* _TASK STATEMENT_: Which lines in the listing below contain the word "building"? Copy each one.

= = = = =

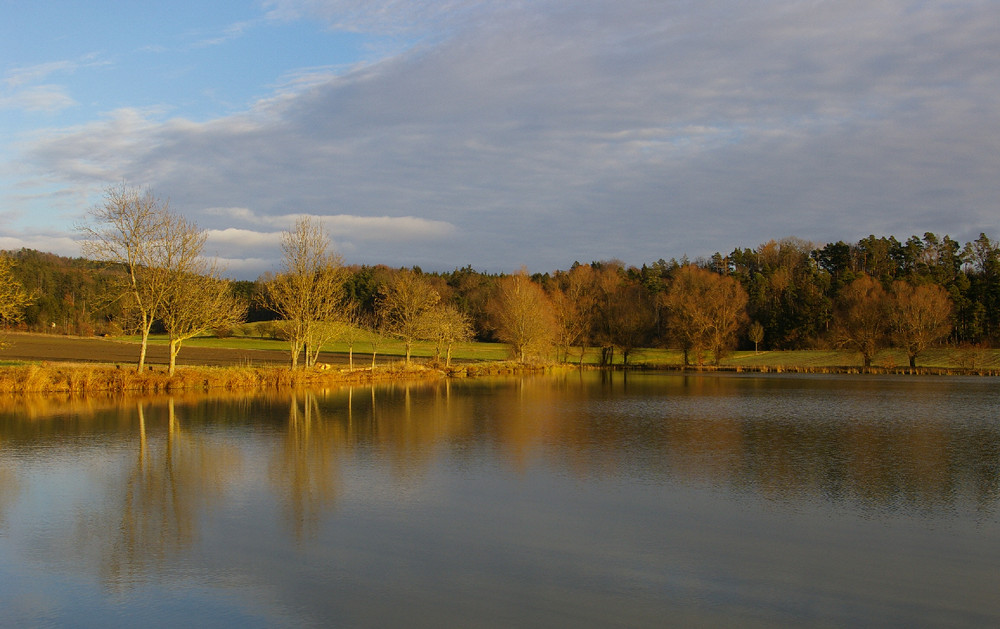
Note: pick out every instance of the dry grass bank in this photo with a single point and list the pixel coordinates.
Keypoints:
(89, 378)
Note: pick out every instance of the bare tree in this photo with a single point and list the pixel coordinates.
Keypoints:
(353, 330)
(706, 310)
(755, 334)
(403, 300)
(522, 315)
(572, 309)
(446, 325)
(197, 299)
(129, 228)
(307, 293)
(919, 316)
(861, 317)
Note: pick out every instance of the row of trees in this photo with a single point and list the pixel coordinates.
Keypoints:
(784, 294)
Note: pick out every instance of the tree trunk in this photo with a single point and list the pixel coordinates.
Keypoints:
(173, 348)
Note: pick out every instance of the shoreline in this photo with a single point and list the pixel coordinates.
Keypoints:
(81, 379)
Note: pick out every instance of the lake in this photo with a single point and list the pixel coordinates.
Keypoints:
(573, 500)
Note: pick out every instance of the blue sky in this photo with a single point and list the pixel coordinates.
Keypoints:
(534, 132)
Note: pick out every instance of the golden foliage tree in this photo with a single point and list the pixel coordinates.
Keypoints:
(404, 300)
(861, 317)
(705, 312)
(308, 292)
(919, 316)
(13, 298)
(446, 325)
(197, 298)
(522, 316)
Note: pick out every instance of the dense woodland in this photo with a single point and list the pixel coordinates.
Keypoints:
(786, 294)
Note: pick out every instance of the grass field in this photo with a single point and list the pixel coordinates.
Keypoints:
(942, 358)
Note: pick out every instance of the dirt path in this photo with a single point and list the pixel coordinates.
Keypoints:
(82, 349)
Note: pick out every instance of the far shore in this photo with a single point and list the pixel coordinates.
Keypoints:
(41, 363)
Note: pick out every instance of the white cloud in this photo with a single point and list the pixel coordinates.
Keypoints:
(380, 16)
(560, 130)
(54, 243)
(44, 98)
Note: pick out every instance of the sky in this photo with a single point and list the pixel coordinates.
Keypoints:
(528, 133)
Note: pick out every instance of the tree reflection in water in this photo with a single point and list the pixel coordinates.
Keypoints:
(156, 507)
(304, 469)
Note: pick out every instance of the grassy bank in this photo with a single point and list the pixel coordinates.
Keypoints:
(87, 378)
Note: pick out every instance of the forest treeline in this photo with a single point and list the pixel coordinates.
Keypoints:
(782, 294)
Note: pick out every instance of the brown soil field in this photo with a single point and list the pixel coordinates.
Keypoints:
(53, 348)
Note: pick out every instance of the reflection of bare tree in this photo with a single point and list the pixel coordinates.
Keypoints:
(162, 498)
(9, 488)
(304, 471)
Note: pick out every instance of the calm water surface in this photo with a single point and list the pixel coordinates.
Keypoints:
(580, 500)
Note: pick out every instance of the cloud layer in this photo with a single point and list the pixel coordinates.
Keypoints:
(552, 131)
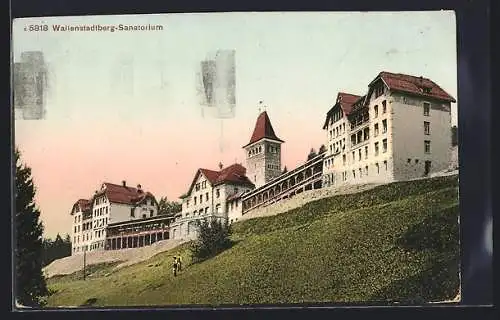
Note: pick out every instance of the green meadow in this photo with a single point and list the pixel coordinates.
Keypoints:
(394, 243)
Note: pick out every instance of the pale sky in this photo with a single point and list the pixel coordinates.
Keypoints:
(154, 134)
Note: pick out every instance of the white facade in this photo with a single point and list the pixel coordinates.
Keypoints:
(90, 234)
(401, 137)
(206, 201)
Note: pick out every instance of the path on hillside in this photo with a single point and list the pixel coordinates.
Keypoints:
(71, 264)
(305, 197)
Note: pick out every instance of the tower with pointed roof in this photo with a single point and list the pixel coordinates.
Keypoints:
(263, 152)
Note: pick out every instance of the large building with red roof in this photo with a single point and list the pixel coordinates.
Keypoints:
(220, 193)
(399, 130)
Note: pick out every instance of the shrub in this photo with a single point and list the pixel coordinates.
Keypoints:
(213, 238)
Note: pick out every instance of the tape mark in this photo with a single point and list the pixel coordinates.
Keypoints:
(217, 84)
(30, 86)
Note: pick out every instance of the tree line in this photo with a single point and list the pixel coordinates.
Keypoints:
(55, 249)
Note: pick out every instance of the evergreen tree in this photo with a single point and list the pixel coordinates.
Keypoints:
(30, 283)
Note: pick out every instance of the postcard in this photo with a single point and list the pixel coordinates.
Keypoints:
(236, 159)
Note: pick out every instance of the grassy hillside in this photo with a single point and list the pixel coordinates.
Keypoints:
(397, 242)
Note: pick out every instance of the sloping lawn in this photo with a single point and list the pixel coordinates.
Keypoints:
(397, 242)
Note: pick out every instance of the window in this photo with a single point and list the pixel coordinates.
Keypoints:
(427, 146)
(427, 167)
(427, 108)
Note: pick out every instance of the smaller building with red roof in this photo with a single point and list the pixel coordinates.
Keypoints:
(110, 205)
(211, 194)
(399, 130)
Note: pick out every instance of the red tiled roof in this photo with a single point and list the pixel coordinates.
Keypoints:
(345, 101)
(84, 204)
(211, 175)
(235, 196)
(234, 174)
(414, 85)
(124, 194)
(263, 129)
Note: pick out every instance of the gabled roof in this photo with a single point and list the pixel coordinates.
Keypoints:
(124, 194)
(345, 101)
(83, 204)
(263, 129)
(414, 85)
(234, 174)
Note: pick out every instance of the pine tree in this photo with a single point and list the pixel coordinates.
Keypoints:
(30, 282)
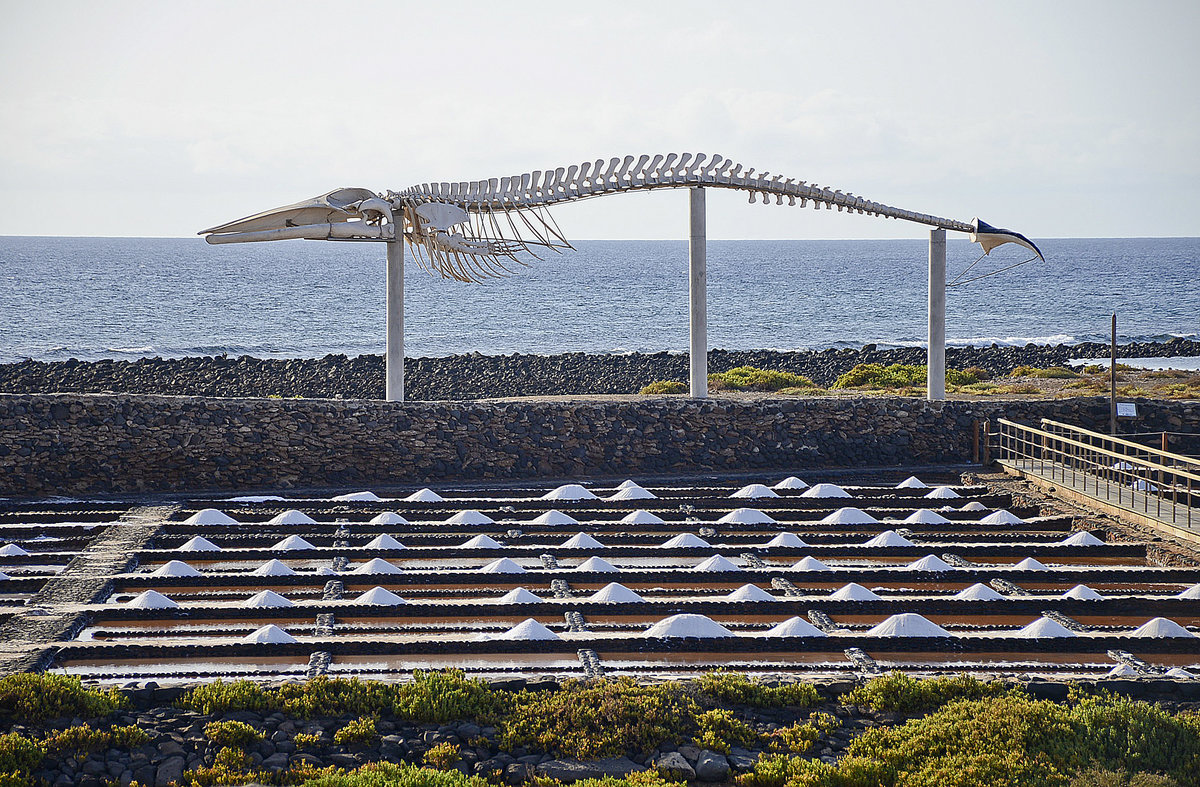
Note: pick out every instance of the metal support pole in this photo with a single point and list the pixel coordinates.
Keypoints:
(936, 358)
(697, 288)
(395, 355)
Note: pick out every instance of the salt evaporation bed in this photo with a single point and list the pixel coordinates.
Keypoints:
(570, 492)
(292, 544)
(924, 516)
(471, 517)
(597, 564)
(687, 625)
(853, 592)
(384, 542)
(1002, 517)
(826, 491)
(1161, 628)
(717, 563)
(978, 592)
(755, 491)
(273, 568)
(582, 541)
(685, 540)
(270, 635)
(745, 516)
(527, 630)
(425, 496)
(151, 600)
(267, 599)
(175, 569)
(750, 593)
(379, 596)
(504, 565)
(210, 516)
(641, 517)
(907, 624)
(888, 539)
(519, 595)
(388, 517)
(198, 544)
(1043, 628)
(481, 542)
(616, 593)
(793, 628)
(292, 517)
(555, 518)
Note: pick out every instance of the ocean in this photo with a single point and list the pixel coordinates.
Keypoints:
(124, 298)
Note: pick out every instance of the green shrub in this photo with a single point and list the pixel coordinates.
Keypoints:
(34, 697)
(664, 386)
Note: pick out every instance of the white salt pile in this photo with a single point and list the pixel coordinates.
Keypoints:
(1084, 593)
(685, 540)
(292, 544)
(569, 492)
(151, 600)
(1159, 628)
(425, 496)
(717, 563)
(826, 491)
(978, 592)
(750, 593)
(519, 595)
(641, 517)
(924, 516)
(210, 516)
(267, 599)
(1043, 628)
(853, 592)
(1081, 539)
(888, 539)
(907, 624)
(597, 564)
(504, 565)
(687, 625)
(942, 493)
(849, 515)
(481, 541)
(199, 544)
(793, 628)
(377, 565)
(175, 569)
(292, 517)
(616, 593)
(388, 517)
(1002, 516)
(527, 630)
(270, 635)
(755, 491)
(384, 541)
(471, 517)
(273, 568)
(745, 516)
(786, 540)
(379, 598)
(555, 518)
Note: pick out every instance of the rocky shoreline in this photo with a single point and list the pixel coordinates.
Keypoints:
(474, 376)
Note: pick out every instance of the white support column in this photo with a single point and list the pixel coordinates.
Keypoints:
(936, 362)
(697, 288)
(395, 356)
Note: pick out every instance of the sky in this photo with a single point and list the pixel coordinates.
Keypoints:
(1060, 119)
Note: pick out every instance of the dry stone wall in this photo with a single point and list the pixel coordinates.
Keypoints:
(79, 444)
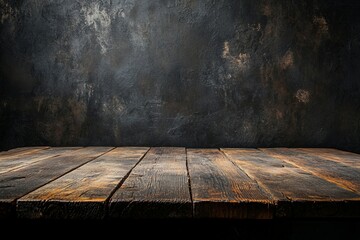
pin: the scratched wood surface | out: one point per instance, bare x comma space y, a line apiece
142, 182
220, 189
297, 192
15, 184
83, 192
157, 187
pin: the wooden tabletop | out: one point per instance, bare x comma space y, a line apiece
168, 182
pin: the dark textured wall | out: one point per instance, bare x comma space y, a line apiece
199, 73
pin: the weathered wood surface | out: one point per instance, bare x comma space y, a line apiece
16, 184
298, 193
222, 190
82, 193
134, 182
22, 160
158, 187
348, 158
16, 152
333, 171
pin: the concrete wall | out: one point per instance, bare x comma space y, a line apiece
200, 73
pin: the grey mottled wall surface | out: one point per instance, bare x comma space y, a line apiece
199, 73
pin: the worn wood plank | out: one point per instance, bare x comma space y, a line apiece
82, 193
221, 190
348, 158
16, 152
336, 172
298, 193
16, 184
156, 188
22, 160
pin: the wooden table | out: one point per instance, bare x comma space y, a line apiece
167, 182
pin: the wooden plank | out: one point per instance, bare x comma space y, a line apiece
298, 193
157, 187
16, 152
82, 193
221, 190
348, 158
16, 184
23, 160
336, 172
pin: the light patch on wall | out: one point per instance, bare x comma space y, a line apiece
303, 96
241, 62
321, 24
287, 60
113, 106
6, 11
255, 27
100, 19
322, 29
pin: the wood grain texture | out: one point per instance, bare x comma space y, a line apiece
17, 152
298, 193
221, 190
157, 187
16, 184
82, 193
22, 160
348, 158
336, 172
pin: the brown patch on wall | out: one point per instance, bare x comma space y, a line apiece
322, 30
287, 60
302, 96
65, 116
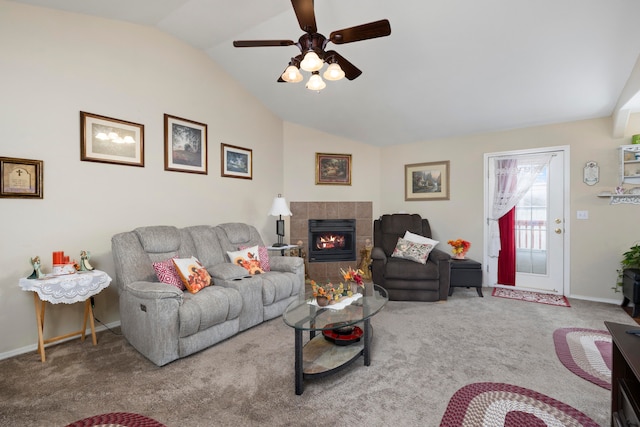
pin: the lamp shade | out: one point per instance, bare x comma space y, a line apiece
279, 207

= = = = =

* _EXERCISE RESPONSE_:
Note: pick out every instance of the large building with red roof in this photo with a single point and list the pixel coordinates.
Note: pick out every instance of the smaller building with red roof in this photo with a single point and list the pixel coordinates.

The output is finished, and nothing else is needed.